Dataset records on object locations:
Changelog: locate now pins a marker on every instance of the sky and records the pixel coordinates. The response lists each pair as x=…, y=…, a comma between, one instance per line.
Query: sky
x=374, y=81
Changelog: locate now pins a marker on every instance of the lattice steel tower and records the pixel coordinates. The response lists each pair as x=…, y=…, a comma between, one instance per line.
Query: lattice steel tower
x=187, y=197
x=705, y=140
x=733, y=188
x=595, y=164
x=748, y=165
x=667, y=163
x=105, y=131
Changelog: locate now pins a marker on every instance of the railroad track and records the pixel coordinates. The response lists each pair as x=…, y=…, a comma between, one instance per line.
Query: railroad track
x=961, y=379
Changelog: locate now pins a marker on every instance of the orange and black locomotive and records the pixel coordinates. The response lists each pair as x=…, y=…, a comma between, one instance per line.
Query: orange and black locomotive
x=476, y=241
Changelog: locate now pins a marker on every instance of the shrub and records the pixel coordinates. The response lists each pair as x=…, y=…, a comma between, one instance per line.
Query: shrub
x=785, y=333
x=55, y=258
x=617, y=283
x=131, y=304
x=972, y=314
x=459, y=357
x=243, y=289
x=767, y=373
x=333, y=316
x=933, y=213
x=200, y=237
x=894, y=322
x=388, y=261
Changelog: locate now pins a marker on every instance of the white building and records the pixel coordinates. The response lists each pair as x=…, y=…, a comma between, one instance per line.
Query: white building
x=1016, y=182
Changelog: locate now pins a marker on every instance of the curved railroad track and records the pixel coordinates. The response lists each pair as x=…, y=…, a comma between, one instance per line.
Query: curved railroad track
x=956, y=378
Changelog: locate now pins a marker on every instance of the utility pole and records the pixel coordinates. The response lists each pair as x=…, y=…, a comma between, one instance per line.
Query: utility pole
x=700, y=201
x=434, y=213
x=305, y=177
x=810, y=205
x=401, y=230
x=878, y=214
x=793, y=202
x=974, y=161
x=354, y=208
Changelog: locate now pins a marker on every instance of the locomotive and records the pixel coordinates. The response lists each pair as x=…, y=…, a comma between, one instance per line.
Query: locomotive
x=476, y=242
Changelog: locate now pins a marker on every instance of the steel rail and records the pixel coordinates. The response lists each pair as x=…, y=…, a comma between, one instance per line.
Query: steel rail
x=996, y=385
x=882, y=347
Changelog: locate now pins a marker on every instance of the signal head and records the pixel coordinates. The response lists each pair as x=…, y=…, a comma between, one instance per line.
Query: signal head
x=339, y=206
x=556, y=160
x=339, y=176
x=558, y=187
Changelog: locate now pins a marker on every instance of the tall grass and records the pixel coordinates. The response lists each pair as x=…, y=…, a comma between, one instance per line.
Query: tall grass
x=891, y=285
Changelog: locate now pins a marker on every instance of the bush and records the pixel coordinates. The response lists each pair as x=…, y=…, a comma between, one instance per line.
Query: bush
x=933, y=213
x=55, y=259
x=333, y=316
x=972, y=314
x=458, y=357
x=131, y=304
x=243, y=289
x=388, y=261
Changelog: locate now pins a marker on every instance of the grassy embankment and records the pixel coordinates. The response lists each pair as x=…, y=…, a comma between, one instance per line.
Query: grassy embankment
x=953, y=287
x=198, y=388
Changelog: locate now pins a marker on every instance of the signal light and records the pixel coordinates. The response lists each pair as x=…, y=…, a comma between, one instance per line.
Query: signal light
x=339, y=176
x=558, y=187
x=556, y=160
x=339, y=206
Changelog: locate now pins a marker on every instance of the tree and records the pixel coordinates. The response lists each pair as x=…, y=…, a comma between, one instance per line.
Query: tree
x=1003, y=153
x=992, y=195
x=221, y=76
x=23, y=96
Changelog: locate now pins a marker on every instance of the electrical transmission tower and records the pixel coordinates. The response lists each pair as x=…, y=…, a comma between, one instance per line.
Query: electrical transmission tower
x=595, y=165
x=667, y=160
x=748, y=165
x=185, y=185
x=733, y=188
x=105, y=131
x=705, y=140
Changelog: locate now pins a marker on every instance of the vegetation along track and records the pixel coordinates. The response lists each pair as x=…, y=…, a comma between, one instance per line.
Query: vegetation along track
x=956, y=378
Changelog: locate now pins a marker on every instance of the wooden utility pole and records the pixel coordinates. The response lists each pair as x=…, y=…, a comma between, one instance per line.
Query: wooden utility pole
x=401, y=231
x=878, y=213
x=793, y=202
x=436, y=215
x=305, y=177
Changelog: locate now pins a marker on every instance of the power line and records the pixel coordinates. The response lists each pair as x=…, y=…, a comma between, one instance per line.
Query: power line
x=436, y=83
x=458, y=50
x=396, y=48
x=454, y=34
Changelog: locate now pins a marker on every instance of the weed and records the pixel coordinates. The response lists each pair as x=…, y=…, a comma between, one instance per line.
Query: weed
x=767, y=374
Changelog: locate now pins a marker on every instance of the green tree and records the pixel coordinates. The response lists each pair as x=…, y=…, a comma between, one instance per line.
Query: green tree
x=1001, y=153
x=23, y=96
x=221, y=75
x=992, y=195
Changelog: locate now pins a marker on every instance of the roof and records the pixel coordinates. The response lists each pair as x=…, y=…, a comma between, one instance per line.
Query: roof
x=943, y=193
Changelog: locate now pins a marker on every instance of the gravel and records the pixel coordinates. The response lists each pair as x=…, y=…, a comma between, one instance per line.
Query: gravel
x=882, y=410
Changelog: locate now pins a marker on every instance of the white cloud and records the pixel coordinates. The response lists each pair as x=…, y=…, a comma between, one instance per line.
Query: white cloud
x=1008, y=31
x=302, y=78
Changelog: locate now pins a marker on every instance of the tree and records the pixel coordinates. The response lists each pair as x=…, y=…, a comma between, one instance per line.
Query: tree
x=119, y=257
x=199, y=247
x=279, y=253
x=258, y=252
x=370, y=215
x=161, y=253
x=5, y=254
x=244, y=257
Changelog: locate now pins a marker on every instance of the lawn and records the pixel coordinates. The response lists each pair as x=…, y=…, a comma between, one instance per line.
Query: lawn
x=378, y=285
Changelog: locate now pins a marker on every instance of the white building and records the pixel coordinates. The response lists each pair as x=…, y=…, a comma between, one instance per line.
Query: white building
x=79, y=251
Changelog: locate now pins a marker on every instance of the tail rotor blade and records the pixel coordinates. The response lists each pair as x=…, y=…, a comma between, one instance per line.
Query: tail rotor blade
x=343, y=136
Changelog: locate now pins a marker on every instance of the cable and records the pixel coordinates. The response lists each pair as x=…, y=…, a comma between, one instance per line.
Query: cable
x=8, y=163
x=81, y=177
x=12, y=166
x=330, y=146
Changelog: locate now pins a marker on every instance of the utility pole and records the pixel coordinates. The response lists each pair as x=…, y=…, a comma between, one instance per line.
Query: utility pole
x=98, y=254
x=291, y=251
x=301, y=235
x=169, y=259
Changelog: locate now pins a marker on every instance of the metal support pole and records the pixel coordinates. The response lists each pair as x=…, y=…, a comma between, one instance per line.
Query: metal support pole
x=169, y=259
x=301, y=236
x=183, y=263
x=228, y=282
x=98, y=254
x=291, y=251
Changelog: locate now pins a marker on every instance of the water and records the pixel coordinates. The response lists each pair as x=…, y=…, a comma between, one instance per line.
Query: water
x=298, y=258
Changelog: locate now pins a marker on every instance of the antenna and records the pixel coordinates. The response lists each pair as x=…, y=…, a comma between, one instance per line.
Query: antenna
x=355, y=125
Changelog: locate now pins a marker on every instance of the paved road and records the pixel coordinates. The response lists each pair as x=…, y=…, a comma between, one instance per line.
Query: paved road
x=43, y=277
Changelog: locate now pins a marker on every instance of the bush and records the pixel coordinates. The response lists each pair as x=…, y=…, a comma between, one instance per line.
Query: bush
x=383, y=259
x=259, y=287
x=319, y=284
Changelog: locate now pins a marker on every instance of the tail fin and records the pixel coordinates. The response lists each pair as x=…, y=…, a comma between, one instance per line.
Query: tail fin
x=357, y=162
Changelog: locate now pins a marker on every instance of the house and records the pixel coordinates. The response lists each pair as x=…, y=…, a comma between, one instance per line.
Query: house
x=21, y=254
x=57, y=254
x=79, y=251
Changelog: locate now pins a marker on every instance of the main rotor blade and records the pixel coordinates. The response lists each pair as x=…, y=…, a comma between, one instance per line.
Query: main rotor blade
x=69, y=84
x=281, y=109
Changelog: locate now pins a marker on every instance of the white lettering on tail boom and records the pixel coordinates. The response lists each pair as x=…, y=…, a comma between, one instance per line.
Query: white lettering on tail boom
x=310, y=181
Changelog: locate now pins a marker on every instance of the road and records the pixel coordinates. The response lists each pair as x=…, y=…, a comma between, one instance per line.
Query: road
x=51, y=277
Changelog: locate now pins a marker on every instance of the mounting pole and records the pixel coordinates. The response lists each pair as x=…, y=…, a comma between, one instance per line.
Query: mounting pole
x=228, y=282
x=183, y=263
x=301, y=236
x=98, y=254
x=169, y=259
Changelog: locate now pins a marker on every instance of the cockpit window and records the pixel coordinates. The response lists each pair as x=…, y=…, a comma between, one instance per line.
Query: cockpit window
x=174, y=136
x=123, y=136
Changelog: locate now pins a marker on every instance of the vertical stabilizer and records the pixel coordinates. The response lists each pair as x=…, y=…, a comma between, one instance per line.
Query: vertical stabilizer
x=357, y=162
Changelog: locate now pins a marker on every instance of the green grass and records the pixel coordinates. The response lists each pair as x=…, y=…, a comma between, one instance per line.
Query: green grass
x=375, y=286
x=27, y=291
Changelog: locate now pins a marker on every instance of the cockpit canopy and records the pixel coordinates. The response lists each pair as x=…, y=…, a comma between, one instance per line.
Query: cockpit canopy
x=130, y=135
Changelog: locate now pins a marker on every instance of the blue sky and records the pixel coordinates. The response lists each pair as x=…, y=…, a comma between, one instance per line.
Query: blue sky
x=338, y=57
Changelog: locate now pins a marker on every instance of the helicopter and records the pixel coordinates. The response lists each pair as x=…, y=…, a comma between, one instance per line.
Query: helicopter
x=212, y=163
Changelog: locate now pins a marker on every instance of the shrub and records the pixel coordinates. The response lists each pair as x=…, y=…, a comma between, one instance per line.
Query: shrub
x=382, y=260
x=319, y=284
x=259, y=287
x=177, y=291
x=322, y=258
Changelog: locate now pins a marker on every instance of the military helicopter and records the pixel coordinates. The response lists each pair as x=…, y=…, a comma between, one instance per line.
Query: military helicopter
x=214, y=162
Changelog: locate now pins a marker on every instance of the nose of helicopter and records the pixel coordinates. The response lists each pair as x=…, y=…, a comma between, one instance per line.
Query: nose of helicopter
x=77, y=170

==

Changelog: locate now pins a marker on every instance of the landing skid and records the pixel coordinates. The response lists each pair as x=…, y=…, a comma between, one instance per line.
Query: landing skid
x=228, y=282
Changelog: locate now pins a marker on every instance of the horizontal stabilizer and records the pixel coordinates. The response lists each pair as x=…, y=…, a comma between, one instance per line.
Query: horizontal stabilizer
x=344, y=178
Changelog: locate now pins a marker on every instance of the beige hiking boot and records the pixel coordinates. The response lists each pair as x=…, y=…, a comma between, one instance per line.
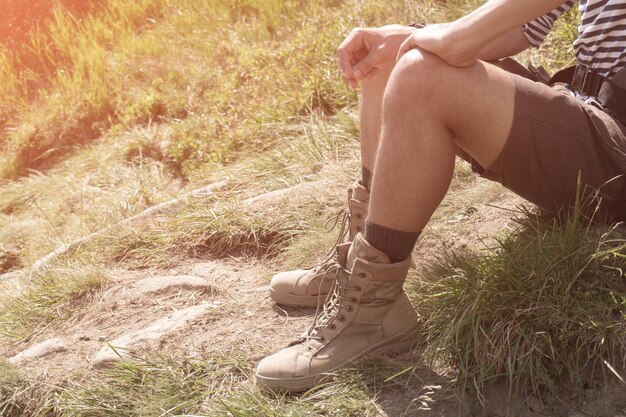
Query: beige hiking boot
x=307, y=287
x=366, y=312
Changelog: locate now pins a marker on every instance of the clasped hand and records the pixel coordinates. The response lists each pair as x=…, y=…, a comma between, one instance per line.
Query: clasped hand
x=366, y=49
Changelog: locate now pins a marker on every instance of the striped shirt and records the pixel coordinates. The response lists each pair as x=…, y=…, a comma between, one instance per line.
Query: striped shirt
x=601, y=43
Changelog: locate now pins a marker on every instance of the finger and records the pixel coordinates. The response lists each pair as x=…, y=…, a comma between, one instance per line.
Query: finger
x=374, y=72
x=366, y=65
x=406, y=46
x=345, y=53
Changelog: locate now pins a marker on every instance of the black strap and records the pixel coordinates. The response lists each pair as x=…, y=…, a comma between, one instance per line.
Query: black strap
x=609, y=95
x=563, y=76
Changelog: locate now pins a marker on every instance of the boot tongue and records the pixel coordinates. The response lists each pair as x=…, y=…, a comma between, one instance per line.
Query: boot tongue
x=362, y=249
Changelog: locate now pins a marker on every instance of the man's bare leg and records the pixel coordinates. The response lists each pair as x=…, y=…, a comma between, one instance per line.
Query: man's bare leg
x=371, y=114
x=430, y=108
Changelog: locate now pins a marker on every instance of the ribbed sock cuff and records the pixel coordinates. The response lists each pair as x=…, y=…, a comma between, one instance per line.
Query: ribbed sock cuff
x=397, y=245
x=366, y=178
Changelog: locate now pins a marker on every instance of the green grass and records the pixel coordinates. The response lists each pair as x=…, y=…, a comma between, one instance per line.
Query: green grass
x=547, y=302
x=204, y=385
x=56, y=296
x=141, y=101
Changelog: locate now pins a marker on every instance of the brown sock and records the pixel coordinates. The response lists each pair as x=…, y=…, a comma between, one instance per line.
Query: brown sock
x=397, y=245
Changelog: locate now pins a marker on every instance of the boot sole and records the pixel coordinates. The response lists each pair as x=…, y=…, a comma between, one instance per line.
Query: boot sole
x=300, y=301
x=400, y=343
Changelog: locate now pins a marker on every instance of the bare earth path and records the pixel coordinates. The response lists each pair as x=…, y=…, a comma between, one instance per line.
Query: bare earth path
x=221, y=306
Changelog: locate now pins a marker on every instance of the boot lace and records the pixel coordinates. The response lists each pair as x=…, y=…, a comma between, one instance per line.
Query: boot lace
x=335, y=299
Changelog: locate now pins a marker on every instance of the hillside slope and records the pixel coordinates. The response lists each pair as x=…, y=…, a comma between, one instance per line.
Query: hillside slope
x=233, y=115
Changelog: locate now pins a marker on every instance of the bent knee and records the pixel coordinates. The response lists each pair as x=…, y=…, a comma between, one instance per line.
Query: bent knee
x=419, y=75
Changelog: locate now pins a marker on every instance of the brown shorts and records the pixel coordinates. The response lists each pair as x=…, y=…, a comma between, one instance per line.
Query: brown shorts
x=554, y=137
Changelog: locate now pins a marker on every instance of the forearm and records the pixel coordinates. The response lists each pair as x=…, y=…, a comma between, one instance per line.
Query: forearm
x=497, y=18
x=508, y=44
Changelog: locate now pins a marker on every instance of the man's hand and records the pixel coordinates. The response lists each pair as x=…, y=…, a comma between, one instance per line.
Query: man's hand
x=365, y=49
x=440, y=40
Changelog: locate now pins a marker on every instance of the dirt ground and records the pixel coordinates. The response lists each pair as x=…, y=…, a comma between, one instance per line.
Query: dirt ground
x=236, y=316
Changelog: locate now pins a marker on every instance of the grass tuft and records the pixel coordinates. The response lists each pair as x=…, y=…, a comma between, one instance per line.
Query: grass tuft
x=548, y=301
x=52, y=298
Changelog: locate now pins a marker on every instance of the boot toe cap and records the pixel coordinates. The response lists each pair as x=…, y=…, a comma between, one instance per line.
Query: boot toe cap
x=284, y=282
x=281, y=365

| EXERCISE REQUIREMENTS |
Pick out each line above that contains the word "grassy" and copy those lines in full. Case counts.

| EXPECTED OUTPUT |
Changelog: locate now pins a marker on every instance of the grassy embankment and records the pixel coordinates. The response lists each pair as x=…, y=…, a comma between, one instance per line.
Query: grassy embankment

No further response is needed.